Natural language region descriptions
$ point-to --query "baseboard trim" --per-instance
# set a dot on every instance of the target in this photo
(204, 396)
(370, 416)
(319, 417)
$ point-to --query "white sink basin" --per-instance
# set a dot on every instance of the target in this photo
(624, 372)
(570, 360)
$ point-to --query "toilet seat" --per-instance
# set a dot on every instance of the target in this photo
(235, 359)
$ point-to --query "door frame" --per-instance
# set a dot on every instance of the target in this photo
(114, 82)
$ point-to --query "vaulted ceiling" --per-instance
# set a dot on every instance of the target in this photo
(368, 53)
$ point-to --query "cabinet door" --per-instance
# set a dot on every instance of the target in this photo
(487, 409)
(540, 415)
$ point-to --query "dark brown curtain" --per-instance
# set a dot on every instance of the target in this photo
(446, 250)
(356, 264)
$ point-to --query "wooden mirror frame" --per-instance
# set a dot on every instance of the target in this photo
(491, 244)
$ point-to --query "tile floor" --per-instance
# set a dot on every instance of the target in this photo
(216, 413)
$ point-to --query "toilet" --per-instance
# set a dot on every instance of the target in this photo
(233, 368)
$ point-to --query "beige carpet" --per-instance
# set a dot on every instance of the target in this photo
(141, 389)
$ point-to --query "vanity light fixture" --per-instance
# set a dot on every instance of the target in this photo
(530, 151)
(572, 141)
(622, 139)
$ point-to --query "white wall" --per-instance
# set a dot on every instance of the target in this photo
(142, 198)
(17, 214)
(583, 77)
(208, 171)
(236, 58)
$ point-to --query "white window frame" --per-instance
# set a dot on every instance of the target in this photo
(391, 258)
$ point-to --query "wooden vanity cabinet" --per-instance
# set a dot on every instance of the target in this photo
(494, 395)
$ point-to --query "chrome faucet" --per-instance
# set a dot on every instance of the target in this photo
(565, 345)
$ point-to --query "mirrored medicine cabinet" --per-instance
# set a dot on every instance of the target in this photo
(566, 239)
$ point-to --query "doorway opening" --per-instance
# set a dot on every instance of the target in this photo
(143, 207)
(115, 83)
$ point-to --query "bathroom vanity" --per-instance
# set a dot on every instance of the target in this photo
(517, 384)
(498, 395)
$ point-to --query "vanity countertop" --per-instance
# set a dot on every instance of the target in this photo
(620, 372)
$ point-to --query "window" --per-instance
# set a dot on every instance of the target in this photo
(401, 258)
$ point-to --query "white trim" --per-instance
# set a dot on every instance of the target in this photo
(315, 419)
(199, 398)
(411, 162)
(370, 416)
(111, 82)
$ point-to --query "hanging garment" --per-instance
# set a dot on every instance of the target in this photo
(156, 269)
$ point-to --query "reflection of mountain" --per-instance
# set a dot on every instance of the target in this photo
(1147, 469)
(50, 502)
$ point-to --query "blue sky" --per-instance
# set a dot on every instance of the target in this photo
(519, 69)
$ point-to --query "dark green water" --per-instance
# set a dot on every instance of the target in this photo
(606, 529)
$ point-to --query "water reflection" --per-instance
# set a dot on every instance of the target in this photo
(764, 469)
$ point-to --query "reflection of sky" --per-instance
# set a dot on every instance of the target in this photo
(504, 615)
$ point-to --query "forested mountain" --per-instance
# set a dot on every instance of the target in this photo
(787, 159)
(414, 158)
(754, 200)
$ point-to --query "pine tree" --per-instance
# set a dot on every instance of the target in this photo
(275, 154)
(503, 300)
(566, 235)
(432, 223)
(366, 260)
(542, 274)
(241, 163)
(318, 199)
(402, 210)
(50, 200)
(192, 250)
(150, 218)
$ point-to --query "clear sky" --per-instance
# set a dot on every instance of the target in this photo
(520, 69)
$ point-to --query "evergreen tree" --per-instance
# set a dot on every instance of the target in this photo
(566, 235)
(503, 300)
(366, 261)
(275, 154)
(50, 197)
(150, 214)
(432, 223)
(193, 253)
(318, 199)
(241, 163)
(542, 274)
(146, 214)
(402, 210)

» **AIM OF THE EXERCISE**:
How many lines in the records hold the string "dark"? Reply with the number only.

» **TASK SOLUTION**:
2